> **THE PROBLEM**:
Copy out each line of the listing below in which the string "stucco" occurs.

**** DATA TO EXAMINE ****

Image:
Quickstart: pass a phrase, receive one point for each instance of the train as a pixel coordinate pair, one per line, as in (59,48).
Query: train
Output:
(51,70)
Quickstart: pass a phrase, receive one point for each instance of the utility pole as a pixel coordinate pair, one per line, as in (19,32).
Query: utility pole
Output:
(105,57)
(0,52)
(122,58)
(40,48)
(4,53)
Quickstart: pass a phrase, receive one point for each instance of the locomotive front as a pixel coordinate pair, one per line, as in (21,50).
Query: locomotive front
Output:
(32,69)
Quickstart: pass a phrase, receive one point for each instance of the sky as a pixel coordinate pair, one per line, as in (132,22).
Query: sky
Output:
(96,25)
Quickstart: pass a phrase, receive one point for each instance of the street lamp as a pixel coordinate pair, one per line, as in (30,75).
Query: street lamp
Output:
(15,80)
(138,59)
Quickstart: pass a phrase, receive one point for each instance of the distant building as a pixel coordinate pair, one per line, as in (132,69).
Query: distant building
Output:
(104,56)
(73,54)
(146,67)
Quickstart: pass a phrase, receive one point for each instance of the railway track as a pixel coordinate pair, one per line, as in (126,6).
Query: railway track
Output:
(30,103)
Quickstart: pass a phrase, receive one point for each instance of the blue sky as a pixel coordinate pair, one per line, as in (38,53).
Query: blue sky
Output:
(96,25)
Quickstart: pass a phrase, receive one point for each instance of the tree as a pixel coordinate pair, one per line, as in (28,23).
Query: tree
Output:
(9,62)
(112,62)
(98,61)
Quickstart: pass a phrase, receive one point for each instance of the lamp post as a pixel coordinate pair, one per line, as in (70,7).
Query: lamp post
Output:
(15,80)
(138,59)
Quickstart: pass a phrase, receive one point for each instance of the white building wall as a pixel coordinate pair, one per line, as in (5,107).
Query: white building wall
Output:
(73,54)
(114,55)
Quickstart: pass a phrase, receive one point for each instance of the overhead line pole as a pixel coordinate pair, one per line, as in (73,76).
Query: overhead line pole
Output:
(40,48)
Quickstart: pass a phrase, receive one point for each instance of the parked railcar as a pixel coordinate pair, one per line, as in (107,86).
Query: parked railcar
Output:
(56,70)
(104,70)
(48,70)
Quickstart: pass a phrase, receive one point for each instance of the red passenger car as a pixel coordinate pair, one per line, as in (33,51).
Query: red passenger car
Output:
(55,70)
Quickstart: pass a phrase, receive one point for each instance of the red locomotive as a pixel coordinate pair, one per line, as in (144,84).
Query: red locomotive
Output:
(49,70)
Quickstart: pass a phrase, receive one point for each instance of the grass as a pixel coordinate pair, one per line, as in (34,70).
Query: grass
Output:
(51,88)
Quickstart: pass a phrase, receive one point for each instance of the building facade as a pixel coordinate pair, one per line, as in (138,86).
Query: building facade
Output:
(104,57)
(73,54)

****
**** DATA TO EXAMINE ****

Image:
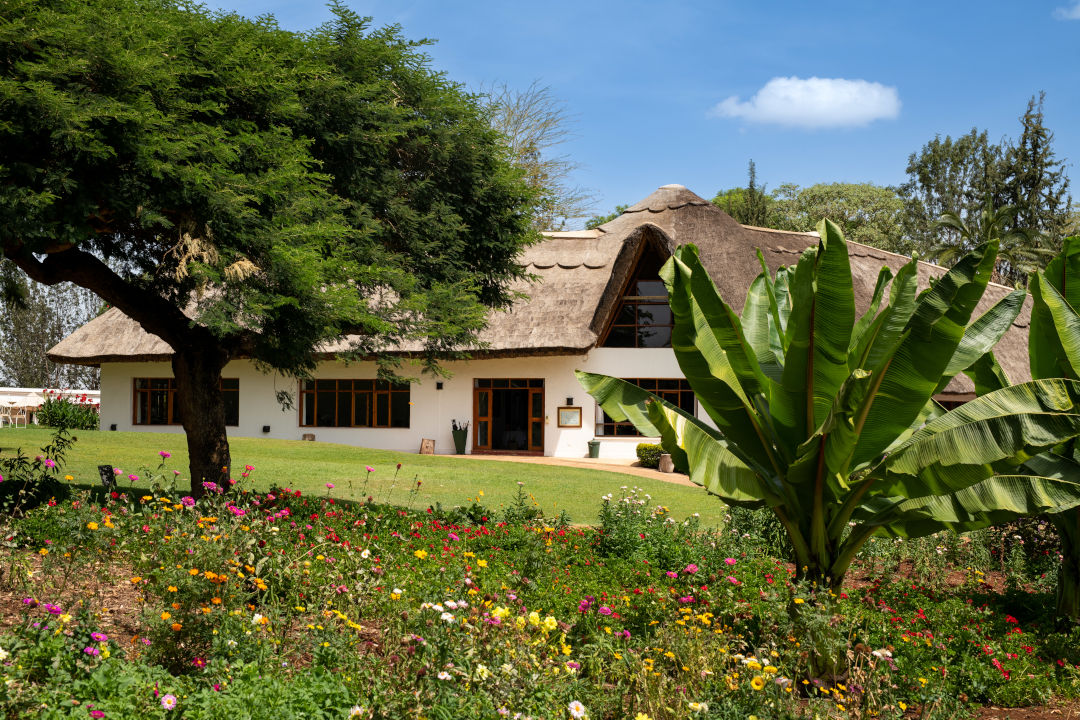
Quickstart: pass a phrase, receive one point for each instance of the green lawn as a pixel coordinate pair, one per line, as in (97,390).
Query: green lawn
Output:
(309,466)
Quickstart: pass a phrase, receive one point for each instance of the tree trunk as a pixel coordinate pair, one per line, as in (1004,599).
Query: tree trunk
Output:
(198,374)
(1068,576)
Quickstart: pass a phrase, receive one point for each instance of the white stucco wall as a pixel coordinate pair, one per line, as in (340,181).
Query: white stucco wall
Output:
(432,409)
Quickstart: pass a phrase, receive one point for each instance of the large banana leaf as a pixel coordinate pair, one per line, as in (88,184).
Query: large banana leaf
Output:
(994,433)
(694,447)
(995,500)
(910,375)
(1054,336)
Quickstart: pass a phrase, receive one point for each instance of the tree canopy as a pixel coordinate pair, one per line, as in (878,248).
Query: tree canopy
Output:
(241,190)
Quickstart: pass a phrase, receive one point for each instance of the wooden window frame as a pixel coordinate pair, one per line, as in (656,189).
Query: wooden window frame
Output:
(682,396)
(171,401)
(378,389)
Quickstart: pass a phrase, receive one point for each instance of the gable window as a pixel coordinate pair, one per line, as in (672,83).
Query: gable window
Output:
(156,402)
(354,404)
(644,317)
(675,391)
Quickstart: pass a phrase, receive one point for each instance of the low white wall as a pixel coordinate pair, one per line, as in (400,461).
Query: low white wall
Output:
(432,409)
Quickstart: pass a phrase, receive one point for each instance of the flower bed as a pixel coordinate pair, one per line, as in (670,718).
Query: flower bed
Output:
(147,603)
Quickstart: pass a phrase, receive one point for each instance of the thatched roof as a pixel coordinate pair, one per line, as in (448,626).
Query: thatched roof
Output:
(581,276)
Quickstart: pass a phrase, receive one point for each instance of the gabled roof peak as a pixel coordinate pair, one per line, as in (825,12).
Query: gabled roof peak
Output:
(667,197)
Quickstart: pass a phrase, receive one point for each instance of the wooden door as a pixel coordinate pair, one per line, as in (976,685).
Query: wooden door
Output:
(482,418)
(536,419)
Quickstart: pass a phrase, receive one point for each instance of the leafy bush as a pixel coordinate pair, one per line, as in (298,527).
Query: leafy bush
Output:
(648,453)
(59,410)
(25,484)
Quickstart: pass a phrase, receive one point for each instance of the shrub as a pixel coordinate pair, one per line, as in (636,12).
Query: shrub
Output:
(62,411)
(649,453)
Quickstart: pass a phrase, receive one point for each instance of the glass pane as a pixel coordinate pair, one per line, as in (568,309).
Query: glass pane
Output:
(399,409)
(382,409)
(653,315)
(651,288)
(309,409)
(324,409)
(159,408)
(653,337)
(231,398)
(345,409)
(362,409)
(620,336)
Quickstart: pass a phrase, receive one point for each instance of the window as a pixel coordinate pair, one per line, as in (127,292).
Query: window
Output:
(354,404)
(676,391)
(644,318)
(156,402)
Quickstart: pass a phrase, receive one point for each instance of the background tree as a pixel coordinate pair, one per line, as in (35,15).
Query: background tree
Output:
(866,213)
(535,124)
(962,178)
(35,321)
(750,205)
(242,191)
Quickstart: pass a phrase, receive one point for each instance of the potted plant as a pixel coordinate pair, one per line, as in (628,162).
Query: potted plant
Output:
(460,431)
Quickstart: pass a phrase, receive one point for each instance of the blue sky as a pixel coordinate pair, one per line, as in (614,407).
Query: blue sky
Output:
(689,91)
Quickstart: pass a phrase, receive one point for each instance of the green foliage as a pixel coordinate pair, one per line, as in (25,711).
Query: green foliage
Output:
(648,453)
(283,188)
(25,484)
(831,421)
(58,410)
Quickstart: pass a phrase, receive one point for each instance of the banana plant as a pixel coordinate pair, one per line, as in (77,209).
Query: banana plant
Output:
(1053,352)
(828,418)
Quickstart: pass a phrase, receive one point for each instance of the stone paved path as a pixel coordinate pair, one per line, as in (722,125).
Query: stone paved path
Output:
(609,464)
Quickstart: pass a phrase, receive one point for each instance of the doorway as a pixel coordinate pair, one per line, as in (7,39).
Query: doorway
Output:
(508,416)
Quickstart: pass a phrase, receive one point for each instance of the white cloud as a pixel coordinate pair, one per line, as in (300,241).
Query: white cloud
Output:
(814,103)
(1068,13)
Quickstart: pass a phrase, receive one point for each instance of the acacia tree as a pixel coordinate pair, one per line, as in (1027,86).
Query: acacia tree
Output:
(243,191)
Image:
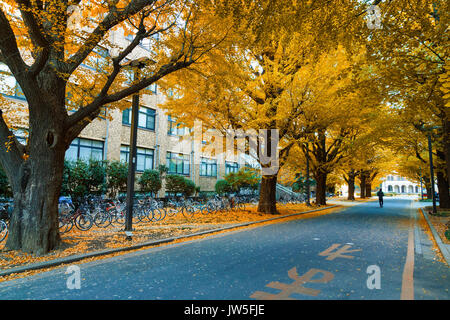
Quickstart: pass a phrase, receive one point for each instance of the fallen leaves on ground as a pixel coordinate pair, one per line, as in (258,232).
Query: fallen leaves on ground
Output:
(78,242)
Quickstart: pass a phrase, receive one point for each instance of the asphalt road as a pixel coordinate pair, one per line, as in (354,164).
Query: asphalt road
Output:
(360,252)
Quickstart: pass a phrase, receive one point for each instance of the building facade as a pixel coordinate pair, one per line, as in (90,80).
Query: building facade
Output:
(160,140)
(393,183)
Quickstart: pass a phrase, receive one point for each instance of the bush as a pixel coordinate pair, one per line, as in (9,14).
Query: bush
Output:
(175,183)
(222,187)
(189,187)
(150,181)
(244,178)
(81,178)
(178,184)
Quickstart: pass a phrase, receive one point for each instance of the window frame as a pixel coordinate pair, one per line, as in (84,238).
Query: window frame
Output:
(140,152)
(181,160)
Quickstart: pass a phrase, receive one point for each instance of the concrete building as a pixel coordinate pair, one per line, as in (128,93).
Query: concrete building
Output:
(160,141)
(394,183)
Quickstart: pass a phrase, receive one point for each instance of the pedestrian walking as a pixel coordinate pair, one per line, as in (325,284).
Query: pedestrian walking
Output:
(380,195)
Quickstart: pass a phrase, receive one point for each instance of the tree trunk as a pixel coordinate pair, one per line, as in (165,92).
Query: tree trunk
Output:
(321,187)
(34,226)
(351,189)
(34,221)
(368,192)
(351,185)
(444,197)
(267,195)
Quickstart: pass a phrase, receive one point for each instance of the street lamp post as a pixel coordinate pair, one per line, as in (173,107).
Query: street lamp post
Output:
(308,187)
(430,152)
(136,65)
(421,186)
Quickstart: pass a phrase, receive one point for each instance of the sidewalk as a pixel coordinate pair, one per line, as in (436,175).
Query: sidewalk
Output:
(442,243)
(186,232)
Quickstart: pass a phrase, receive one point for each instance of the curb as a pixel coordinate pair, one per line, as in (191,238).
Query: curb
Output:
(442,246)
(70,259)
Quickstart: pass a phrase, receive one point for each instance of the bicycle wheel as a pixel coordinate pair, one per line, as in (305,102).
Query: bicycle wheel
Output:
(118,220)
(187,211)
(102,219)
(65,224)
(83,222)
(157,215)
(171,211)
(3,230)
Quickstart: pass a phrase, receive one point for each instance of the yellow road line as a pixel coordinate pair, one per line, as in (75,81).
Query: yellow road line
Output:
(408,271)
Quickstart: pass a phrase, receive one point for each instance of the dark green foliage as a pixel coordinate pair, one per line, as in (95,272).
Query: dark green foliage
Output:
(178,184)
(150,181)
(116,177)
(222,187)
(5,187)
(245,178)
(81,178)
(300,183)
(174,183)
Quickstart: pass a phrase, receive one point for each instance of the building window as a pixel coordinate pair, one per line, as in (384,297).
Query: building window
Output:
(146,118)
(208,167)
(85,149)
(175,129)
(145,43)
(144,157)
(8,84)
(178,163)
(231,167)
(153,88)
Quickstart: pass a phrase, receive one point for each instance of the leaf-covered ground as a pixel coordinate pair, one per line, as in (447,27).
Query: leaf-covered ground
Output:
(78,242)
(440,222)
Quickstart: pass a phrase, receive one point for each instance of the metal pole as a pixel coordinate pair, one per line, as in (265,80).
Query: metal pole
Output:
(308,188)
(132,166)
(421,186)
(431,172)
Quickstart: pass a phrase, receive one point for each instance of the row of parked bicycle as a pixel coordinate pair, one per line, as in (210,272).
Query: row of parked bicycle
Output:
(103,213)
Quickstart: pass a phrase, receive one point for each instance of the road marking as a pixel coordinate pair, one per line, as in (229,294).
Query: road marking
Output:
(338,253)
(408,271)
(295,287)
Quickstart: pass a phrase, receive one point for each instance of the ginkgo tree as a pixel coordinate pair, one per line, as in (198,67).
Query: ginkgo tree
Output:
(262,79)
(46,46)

****

> **ANSWER TO THIS TASK**:
Quickstart: pass a phrase, receive one point for each instance of the white stucco wall as a pixel coordinate pair, one per line, as in (340,181).
Query: white stucco wall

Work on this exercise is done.